Data under study:

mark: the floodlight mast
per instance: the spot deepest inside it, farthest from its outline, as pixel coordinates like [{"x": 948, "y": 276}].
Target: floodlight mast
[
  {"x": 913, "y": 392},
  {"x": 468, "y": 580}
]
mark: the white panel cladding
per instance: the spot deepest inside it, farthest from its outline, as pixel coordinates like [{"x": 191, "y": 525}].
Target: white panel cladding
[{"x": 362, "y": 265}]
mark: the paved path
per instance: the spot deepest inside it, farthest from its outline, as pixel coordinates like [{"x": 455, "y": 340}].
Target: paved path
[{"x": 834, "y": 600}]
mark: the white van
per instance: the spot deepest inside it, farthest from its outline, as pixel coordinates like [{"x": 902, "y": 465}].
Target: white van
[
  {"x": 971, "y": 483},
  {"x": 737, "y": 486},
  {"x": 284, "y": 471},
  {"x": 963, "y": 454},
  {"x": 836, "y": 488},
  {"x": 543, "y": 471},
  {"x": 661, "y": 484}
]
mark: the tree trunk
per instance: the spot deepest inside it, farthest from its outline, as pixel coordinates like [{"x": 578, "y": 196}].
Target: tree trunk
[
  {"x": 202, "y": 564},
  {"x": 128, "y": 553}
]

What the task asks:
Output the listing above in full. Every line must match.

Task output:
mark: the floodlight mast
per instance: the spot deepest inside it, farthest from its outline, as pixel coordinates like [{"x": 948, "y": 276}].
Target: floodlight mast
[
  {"x": 913, "y": 392},
  {"x": 468, "y": 580}
]
mark: the white panel cladding
per instance: the spot deepest inside it, farthest from its outline, as pixel coordinates like [{"x": 191, "y": 525}].
Target: white panel cladding
[{"x": 362, "y": 265}]
mark: the paved path
per instance: the spot deepest inside it, farthest from its outline, as pixel coordinates like [{"x": 455, "y": 340}].
Target: paved path
[{"x": 834, "y": 600}]
mark: the white van
per instance: the spot deepest inside it, farthest from its outline, as pixel coordinates like [{"x": 902, "y": 465}].
Target: white van
[
  {"x": 971, "y": 483},
  {"x": 737, "y": 486},
  {"x": 284, "y": 471},
  {"x": 963, "y": 454},
  {"x": 836, "y": 488},
  {"x": 543, "y": 471},
  {"x": 661, "y": 484}
]
mark: the tree trunk
per instance: the spot deepest inside it, farthest from its outline, as pixel coordinates like [{"x": 578, "y": 196}].
Target: tree trunk
[
  {"x": 202, "y": 564},
  {"x": 128, "y": 553}
]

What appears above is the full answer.